◆ **Short exercise**
Please count the lines below that contain the string "undergrowth", treating uppercase and lowercase as different, and reply with the number alone.

## Start Data provided

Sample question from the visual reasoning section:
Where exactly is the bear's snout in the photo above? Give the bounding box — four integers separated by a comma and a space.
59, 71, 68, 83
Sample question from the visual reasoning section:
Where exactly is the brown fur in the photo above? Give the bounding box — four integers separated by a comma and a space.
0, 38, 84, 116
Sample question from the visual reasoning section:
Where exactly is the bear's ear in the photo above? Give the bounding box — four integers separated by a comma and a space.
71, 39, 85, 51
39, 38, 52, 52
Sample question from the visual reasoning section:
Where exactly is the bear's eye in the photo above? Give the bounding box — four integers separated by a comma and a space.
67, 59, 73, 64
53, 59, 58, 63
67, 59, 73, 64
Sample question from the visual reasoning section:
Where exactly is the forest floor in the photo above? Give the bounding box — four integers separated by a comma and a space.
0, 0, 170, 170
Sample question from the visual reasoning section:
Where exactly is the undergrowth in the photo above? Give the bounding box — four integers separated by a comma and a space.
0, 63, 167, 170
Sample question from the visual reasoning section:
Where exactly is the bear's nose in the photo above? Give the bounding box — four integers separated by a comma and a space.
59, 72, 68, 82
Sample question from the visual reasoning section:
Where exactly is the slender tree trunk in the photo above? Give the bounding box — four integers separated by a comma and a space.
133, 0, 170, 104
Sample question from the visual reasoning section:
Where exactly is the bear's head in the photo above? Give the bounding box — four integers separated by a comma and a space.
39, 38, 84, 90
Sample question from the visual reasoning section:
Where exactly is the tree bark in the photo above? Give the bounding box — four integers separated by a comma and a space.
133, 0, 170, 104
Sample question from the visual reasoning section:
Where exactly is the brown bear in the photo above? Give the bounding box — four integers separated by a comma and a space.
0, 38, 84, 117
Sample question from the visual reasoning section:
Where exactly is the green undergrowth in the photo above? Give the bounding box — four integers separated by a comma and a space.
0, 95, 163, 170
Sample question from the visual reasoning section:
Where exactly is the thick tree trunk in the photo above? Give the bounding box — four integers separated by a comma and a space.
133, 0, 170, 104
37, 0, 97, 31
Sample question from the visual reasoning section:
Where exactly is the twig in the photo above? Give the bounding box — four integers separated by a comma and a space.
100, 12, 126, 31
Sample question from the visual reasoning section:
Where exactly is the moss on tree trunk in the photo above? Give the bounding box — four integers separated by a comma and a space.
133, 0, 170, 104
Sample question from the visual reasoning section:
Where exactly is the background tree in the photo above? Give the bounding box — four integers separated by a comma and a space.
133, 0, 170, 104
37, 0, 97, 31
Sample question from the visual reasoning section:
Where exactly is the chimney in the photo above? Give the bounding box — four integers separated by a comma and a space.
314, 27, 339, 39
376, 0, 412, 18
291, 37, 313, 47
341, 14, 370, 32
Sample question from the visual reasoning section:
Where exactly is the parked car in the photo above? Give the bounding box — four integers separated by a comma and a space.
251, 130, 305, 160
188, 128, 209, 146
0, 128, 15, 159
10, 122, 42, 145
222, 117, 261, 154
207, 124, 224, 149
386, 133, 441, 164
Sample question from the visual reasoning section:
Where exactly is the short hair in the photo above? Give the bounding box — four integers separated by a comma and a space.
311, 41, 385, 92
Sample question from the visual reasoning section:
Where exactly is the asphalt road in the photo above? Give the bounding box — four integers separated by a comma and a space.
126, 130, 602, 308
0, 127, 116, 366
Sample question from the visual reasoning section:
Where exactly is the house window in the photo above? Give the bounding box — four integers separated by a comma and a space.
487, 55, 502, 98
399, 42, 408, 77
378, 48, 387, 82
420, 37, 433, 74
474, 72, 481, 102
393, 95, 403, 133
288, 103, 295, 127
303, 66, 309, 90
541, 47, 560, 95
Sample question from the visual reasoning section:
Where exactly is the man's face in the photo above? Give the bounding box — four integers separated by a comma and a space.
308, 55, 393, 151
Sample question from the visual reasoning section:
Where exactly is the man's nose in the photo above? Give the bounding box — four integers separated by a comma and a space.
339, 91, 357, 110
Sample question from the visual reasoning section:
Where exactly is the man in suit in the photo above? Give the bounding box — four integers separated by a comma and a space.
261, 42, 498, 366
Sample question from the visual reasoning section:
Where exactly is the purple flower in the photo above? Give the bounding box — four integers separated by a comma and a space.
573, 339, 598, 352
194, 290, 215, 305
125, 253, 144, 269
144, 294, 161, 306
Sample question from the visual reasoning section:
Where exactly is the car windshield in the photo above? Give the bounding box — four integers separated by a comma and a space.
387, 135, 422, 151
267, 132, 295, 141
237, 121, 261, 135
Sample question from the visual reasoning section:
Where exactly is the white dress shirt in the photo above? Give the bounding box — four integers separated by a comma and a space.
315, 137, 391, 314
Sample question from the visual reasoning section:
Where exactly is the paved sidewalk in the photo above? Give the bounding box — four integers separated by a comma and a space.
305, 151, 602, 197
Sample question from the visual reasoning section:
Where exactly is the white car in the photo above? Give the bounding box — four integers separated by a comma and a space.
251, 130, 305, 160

## End Data provided

◆ **Correct output**
2